WRITTEN PROBLEM A: Please turn the lines of the listing, from the line with "If you could tag every instance of the green" up to and including the line with "point(110, 114)", into a JSON list of strings with one string per line and blank lines left out.

Share your experience

David Wilkins is engaged in a number of research projects into supervision and its impact. You can take part and help improve the evidence base by sharing your experience in this brief survey. The questionnaire is anonymous.

Adults’ social workers

David’s research is focused on children and family social workers. Community Care is also interested in the supervision experiences of social workers practising with adults. You can complete our survey here, or get in touch by email.

The current inspection context does not inspire a sense that high quality supervision should be routine. In Ofsted’s current framework, a document of more than 16,000 words, the word ‘supervision’ appears a mere four times.

Only two of those relate to the supervision of social workers and both are references to policy documents (one – the Standards for employers and supervision framework – has now been archived from the Department for Education’s website, perhaps a testament to its perceived importance).

‘Management oversight’

Ofsted reports tend to address only whether social workers receive regular supervision (or not) and whether managers have ‘oversight’ (or not). Inspectors appear far less interested in whether the supervision provided is of good quality.

Managers themselves say they want to provide good supervision but many report finding it hard to provide the kind of high-quality supervision they aspire to. And even when social workers do receive regular supervision, that is no guarantee of a uniformly good experience.

Given how important supervision evidently is for social workers, it is baffling how little we know about it. The evidence base for it is surprisingly weak. Researchers (including my colleagues at the Tilda Goldberg Centre for Social Work and Social Care) have only recently started to look directly at what happens in supervision.

There is no clear evidence about how it relates to and shapes practice or how different types of supervision might support different types of practice. There is some evidence to suggest that more regular supervision helps improve staff retention and that group supervision may promote improved critical thinking.

Nevertheless, we are only at the start of a proper exploration of what happens in supervision, how different processes support different outcomes, how reflective supervision can be reliably and regularly provided within local authority structures and how supervision can help improve outcomes for children and families.

In a recent study in a south London borough, I observed 21 first-line managers in simulated supervision sessions. An actor played the part of the supervisee, a student social worker. The managers were asked to provide support to the student after a difficult incident, involving an allegation of domestic violence, a frightened mother and a very young baby. The student presented as anxious and unsure of what to do next. She was also worried that the mother may have been concealing information regarding her relationship with the baby’s father.

Advice and direction

All the managers immediately grasped the seriousness of the situation and understood that the student needed help. They mainly provided this help in the form of asking closed questions to gather more information and then offering advice and direction on what to do next.

Given the acute nature of the simulated scenario and the relative inexperience of the supervisee, this was perhaps entirely predictable. However, it is also worth considering what the majority of the managers did not do – they did not explicitly explore the student’s emotional response; they did not seek to challenge or explore her hypothesis that the mother had been lying to her; they did not seek to challenge the view that the mother was to blame for failing to protect her baby from domestic violence; they did not seek to explore with the student how she might talk to the mother in order to start making things better (instead, they focused on what she needed to do – contact the police, visit the baby, inform the health visitor and so on.).

WRITTEN PROBLEM B: Give every heading that appears in the article on social work supervision.

RECORDS:
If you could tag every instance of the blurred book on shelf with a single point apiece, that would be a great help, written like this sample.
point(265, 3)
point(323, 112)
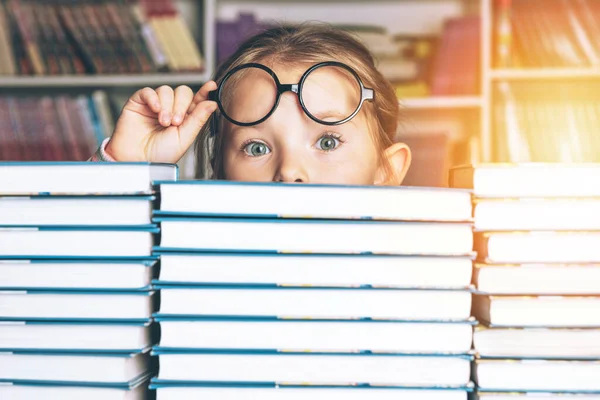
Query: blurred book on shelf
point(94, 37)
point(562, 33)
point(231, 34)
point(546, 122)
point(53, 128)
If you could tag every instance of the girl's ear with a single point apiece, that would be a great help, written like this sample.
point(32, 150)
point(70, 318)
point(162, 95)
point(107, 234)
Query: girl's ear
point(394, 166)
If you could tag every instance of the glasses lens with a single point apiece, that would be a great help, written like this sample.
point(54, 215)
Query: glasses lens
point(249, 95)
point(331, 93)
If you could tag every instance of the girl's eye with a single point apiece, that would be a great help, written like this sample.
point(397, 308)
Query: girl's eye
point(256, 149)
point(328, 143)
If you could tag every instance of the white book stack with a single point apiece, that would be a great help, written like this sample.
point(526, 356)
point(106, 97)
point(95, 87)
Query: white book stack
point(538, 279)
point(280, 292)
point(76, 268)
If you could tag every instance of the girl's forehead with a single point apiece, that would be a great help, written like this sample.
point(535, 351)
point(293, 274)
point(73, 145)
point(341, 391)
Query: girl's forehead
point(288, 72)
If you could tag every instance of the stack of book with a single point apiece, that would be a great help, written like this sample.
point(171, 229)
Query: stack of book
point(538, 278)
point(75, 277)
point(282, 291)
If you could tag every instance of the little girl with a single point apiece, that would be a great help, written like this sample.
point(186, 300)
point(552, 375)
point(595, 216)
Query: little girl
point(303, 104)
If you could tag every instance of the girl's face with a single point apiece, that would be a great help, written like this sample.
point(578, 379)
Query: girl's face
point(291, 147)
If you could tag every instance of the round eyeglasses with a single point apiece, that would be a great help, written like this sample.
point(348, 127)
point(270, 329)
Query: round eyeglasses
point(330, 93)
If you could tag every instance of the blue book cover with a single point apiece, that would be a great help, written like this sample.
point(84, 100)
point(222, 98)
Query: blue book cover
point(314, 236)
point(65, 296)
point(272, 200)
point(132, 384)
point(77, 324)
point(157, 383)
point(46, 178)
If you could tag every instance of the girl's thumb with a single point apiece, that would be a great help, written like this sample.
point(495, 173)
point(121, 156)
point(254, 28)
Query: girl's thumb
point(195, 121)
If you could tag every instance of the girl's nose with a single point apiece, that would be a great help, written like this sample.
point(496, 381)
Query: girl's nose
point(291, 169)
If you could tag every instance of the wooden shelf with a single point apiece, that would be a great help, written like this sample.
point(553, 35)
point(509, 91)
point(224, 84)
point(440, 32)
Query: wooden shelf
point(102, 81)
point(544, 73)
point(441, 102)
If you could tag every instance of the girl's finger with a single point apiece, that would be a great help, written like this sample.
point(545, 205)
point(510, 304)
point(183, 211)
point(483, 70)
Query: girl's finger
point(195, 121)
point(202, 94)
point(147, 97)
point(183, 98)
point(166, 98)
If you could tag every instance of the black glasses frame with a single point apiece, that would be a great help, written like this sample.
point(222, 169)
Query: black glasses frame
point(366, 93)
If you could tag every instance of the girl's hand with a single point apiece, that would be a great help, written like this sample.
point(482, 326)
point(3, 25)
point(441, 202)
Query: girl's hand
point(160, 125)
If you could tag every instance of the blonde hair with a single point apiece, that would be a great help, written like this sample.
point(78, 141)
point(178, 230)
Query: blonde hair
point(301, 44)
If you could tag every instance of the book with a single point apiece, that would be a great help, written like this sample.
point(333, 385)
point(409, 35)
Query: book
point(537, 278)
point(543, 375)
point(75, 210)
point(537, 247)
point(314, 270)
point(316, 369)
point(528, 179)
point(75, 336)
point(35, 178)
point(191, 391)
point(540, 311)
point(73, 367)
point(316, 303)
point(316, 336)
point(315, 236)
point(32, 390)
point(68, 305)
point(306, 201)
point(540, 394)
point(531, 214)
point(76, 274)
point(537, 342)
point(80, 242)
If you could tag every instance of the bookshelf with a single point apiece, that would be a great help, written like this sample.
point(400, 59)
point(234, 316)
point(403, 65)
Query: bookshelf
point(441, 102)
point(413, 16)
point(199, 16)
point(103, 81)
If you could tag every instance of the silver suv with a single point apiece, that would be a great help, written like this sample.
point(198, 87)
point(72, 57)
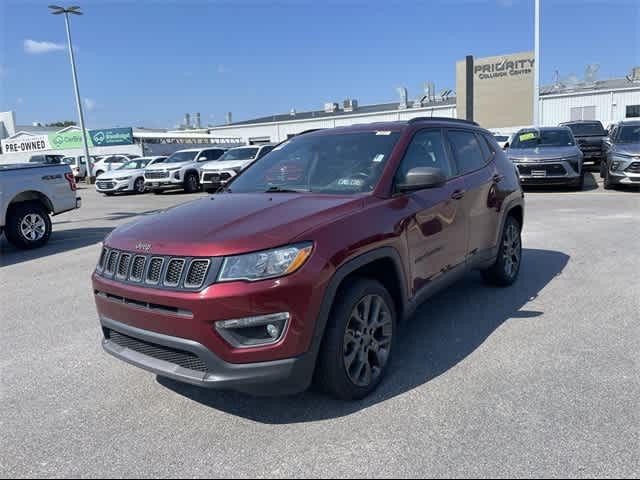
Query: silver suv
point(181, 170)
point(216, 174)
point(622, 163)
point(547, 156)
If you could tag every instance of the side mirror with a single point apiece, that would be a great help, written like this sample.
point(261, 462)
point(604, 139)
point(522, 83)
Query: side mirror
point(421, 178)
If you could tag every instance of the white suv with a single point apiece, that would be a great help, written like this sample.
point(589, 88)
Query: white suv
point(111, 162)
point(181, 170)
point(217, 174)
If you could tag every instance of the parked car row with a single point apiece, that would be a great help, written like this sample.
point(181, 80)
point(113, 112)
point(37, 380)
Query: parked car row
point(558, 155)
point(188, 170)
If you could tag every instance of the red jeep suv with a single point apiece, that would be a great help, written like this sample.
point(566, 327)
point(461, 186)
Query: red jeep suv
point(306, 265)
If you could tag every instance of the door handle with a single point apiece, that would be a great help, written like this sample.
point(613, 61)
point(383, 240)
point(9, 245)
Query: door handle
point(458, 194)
--
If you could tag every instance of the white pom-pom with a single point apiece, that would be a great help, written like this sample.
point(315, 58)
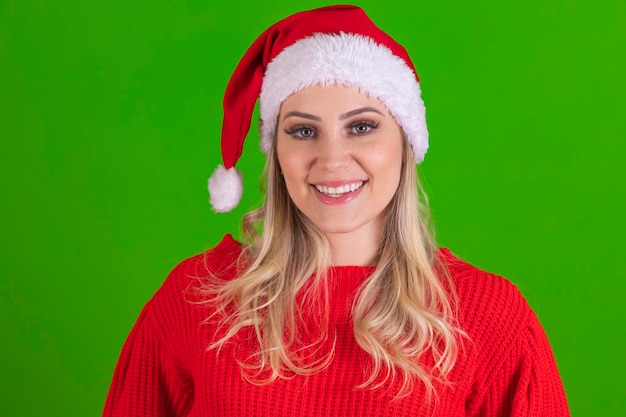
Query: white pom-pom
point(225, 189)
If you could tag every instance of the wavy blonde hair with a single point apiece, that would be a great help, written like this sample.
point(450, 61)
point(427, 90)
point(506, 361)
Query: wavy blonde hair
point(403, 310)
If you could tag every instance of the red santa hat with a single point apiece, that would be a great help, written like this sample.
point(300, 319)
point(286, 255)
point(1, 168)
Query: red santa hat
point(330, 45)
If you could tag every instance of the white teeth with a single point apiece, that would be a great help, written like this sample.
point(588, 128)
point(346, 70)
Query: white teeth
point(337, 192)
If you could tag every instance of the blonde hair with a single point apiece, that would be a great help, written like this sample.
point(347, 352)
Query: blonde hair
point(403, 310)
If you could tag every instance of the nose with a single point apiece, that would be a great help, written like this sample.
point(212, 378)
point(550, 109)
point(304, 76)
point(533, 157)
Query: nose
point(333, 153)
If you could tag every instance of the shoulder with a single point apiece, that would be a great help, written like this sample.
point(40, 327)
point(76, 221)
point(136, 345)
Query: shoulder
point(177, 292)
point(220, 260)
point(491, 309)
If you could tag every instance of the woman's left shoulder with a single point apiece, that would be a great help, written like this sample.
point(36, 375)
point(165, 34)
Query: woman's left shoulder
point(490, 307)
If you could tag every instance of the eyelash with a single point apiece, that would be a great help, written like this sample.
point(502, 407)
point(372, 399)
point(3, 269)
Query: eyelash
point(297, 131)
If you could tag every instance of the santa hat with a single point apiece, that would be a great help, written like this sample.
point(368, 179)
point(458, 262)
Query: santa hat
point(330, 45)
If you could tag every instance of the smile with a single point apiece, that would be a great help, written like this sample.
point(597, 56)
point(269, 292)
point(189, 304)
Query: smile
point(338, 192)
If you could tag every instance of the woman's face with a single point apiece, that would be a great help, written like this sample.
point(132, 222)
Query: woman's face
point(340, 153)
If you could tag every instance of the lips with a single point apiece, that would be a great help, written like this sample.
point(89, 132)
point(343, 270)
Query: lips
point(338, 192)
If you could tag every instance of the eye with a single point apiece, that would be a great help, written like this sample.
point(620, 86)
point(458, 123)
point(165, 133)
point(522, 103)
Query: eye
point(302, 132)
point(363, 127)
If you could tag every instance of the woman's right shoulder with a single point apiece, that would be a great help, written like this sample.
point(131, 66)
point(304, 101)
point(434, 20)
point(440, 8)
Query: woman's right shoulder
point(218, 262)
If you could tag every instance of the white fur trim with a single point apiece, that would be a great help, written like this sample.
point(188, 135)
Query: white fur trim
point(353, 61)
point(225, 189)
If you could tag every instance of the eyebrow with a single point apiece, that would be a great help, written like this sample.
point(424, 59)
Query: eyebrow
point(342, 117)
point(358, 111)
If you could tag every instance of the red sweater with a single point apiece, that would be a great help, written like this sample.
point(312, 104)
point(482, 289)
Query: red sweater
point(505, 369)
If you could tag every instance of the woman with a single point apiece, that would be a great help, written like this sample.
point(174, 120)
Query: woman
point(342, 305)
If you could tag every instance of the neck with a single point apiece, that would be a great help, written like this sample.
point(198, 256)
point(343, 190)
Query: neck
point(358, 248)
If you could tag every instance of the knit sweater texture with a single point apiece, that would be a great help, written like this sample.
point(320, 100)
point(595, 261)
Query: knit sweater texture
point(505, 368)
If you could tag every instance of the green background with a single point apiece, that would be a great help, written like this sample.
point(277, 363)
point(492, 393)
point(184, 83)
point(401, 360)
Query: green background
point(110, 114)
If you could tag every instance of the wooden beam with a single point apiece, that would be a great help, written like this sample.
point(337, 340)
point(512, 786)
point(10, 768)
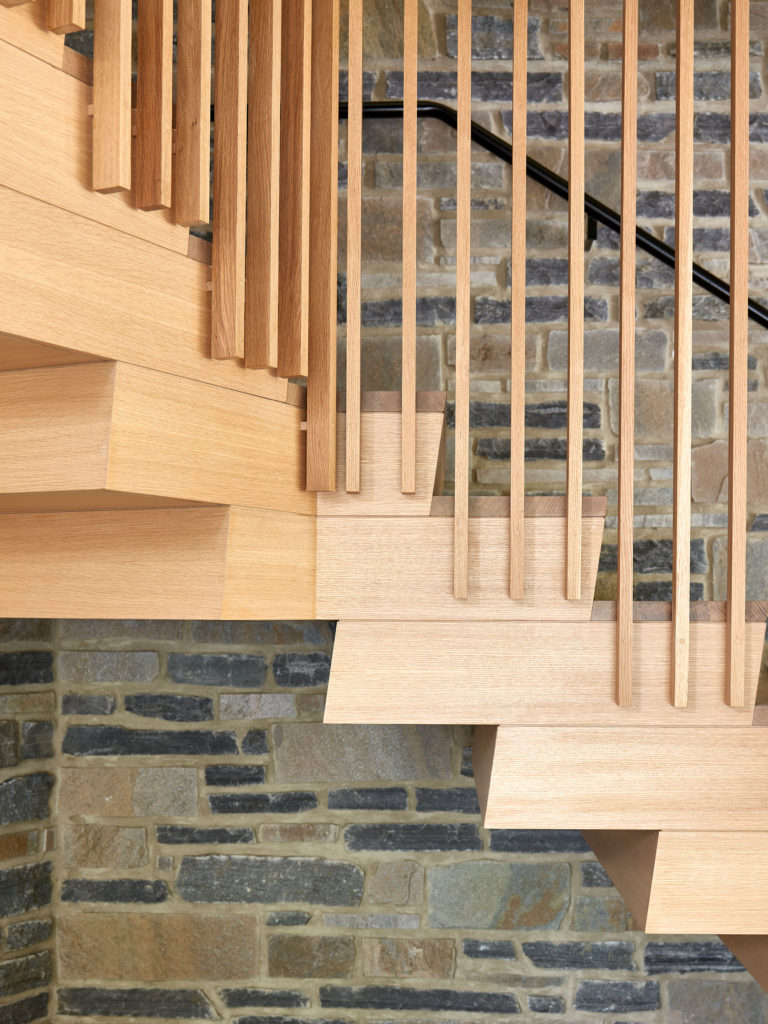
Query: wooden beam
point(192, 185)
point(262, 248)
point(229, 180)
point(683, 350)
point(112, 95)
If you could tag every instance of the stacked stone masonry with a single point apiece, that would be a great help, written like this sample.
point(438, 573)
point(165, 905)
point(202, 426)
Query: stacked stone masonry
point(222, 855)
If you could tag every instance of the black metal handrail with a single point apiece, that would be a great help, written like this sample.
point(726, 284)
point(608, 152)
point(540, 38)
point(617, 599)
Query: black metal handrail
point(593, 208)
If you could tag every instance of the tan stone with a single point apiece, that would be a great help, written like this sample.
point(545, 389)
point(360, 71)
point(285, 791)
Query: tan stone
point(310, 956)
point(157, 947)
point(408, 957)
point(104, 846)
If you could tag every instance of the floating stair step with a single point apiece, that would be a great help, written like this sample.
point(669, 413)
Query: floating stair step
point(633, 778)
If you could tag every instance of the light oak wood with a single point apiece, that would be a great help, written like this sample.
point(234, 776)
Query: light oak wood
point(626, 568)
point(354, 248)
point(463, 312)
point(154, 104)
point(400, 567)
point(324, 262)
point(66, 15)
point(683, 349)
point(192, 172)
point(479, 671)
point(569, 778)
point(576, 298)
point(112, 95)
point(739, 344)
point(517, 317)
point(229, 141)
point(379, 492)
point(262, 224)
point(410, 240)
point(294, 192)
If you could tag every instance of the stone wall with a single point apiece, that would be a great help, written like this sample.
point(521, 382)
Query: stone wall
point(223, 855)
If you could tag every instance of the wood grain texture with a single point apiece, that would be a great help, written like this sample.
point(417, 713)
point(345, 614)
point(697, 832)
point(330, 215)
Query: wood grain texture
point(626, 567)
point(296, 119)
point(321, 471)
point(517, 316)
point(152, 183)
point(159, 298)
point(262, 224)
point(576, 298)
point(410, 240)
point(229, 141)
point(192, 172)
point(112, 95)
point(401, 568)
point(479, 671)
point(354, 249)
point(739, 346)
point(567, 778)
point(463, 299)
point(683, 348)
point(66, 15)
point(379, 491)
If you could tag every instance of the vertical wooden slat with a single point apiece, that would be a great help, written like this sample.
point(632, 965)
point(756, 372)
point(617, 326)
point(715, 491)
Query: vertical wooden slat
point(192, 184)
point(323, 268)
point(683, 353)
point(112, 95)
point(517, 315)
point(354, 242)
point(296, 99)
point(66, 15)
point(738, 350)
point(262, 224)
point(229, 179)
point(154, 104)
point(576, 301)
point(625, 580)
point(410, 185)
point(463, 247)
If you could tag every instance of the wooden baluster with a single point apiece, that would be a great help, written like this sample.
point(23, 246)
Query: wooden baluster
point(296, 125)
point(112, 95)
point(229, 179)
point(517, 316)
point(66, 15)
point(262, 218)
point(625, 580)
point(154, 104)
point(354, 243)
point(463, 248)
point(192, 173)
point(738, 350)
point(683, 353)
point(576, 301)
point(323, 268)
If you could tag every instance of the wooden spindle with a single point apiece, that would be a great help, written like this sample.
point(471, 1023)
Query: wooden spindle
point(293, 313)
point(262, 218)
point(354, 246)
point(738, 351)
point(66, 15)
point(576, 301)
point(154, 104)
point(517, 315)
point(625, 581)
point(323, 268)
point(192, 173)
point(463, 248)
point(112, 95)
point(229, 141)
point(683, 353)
==
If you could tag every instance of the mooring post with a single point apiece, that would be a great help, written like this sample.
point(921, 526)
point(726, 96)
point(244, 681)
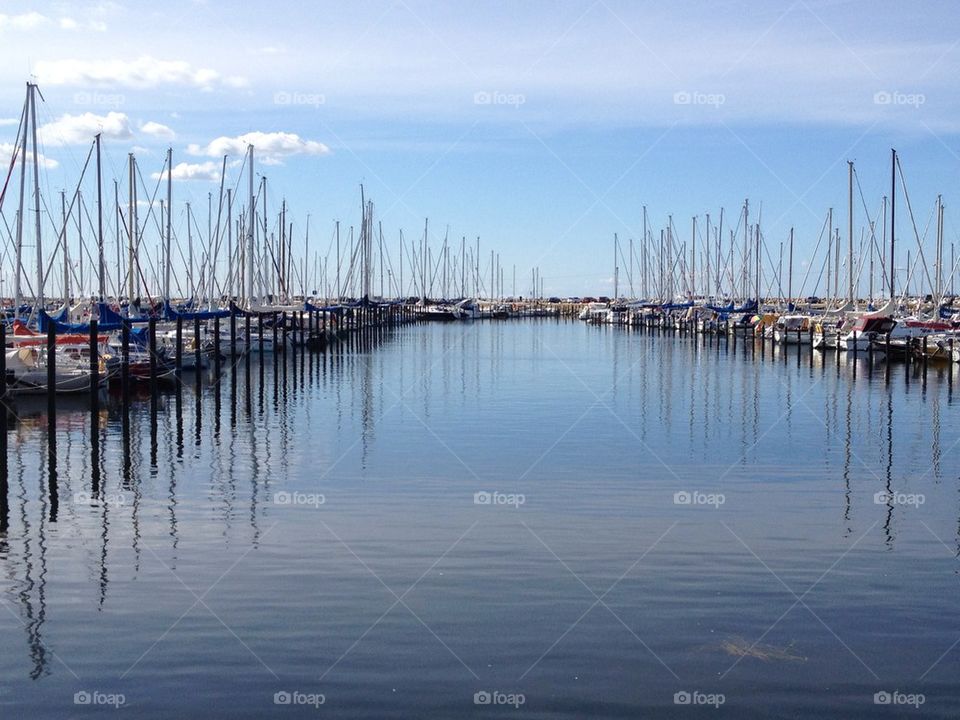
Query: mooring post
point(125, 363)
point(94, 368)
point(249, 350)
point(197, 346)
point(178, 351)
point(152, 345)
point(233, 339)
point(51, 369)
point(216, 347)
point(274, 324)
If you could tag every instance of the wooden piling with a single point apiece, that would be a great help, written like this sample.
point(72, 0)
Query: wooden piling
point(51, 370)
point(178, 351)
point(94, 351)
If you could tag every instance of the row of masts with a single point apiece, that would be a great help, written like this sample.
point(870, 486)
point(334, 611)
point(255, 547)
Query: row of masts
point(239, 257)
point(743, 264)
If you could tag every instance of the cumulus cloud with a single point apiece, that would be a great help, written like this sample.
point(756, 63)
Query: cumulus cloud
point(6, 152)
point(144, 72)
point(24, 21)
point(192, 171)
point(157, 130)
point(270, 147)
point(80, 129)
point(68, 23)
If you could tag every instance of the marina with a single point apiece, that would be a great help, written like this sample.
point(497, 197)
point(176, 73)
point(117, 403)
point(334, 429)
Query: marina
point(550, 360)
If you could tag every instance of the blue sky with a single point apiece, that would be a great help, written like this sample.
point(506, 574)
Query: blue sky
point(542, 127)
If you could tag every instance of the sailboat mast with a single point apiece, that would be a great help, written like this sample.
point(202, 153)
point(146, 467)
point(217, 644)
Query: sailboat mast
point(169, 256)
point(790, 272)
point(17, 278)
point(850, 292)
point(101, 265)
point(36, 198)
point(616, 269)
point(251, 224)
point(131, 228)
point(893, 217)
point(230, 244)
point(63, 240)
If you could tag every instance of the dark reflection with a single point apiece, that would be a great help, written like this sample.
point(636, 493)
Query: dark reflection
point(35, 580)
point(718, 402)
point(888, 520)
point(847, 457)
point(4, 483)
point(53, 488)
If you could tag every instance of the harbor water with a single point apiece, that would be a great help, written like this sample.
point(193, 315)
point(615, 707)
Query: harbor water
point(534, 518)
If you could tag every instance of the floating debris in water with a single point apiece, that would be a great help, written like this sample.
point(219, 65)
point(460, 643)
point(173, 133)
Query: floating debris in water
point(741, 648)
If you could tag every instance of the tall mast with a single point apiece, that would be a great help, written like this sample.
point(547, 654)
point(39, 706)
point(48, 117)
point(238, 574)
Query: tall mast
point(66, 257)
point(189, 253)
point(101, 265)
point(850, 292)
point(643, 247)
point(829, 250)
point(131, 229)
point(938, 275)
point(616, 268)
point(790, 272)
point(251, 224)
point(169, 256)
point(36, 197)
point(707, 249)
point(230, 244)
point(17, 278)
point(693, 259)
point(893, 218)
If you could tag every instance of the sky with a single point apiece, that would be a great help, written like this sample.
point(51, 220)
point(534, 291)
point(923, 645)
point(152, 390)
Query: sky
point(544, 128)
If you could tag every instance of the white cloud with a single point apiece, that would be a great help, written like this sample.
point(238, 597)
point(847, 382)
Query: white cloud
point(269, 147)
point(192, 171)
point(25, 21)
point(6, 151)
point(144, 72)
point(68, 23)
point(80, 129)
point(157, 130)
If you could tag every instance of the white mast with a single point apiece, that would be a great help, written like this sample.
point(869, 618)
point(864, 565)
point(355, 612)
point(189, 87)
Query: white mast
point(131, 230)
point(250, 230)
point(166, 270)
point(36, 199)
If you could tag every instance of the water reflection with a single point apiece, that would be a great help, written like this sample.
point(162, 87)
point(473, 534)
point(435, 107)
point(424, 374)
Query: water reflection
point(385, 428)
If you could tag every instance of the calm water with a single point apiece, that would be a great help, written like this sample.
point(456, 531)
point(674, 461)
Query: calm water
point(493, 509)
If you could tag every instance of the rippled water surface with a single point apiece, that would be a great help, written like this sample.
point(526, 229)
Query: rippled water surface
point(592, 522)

CORRECT RESULT A:
[
  "If you could tag every instance of the green background with a single point apiece, that would be a great help, written like this sample.",
  "point(277, 363)",
  "point(492, 393)",
  "point(184, 83)",
  "point(401, 360)",
  "Query: green background",
  "point(110, 114)"
]

CORRECT RESULT B:
Share your experience
Adults’ social workers
‘Management oversight’
Advice and direction